EXERCISE ▸ Retype the full set of records. Keep every character identical.

THE RECORDS ▸

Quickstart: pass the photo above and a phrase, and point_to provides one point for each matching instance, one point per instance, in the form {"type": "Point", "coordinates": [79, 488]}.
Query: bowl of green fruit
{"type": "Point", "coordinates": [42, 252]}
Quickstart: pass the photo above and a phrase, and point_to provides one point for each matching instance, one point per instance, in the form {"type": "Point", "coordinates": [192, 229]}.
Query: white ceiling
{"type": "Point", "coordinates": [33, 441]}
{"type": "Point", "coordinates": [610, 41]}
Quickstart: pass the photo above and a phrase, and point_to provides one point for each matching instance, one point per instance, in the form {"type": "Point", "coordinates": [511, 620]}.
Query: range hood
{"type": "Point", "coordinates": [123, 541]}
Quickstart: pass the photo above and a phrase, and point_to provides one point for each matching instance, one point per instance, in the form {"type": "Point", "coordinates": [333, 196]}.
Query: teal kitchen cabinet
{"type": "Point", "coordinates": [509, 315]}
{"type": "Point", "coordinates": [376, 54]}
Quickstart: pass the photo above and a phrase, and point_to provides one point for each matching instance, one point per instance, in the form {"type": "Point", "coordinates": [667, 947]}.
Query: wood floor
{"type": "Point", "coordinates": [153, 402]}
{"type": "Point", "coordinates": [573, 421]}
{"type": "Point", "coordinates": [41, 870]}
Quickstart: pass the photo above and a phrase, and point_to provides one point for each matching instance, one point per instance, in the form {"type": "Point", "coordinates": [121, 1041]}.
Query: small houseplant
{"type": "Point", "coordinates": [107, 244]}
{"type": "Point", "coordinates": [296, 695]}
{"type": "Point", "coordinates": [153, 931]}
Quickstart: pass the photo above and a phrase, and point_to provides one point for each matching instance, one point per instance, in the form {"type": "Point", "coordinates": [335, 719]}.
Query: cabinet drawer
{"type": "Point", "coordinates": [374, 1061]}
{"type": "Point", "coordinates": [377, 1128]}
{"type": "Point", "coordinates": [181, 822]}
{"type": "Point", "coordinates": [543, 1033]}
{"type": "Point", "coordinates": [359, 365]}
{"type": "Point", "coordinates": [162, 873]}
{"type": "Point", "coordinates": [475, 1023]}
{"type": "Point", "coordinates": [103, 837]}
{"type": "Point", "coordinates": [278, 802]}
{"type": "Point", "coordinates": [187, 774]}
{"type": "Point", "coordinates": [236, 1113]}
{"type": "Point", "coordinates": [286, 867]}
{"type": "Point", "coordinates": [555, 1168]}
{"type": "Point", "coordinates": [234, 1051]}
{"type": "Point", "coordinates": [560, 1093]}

RESULT ▸
Quickstart: pass the photo above and a phrase, and point_to provides one point for each matching instance, one point per instance, in the form {"type": "Point", "coordinates": [79, 488]}.
Query: bowl of green fruit
{"type": "Point", "coordinates": [42, 252]}
Quickstart: pass the photo above and a phrase, and point_to provides one point for each matching instance, one point per instance, in the form {"type": "Point", "coordinates": [192, 229]}.
Query: white ceiling
{"type": "Point", "coordinates": [33, 441]}
{"type": "Point", "coordinates": [610, 41]}
Quickstart: pass the photo above and a phrase, and point_to provides one point for each matching instance, one point per instance, in the form {"type": "Point", "coordinates": [511, 620]}.
Query: range hood
{"type": "Point", "coordinates": [123, 541]}
Quickstart: pass the photo above and a phrase, and point_to provides one point for each matching instance, one point per instance, in the form {"type": "Point", "coordinates": [333, 196]}.
Query: teal kitchen cabinet
{"type": "Point", "coordinates": [509, 315]}
{"type": "Point", "coordinates": [376, 54]}
Quickstart: pass the photo above and a phrase, and point_to provides one point for each matching instance, one point per instance, in the form {"type": "Point", "coordinates": [667, 947]}.
Query: wood floor
{"type": "Point", "coordinates": [153, 402]}
{"type": "Point", "coordinates": [573, 421]}
{"type": "Point", "coordinates": [41, 870]}
Quickstart: pass the photo above and a phrase, and point_to provides one point for each matching instance, one point per instance, in the form {"type": "Point", "coordinates": [121, 1041]}.
Query: small houseplant
{"type": "Point", "coordinates": [107, 244]}
{"type": "Point", "coordinates": [296, 695]}
{"type": "Point", "coordinates": [153, 931]}
Quickstart: pass the photo above and a phrase, and point_to provides one point for each matching instance, one point per instance, in the form {"type": "Point", "coordinates": [335, 719]}.
Query: cabinet drawer
{"type": "Point", "coordinates": [374, 1061]}
{"type": "Point", "coordinates": [377, 1128]}
{"type": "Point", "coordinates": [181, 822]}
{"type": "Point", "coordinates": [543, 1033]}
{"type": "Point", "coordinates": [359, 365]}
{"type": "Point", "coordinates": [162, 873]}
{"type": "Point", "coordinates": [475, 1023]}
{"type": "Point", "coordinates": [103, 837]}
{"type": "Point", "coordinates": [278, 802]}
{"type": "Point", "coordinates": [187, 774]}
{"type": "Point", "coordinates": [236, 1113]}
{"type": "Point", "coordinates": [286, 867]}
{"type": "Point", "coordinates": [555, 1168]}
{"type": "Point", "coordinates": [234, 1051]}
{"type": "Point", "coordinates": [560, 1093]}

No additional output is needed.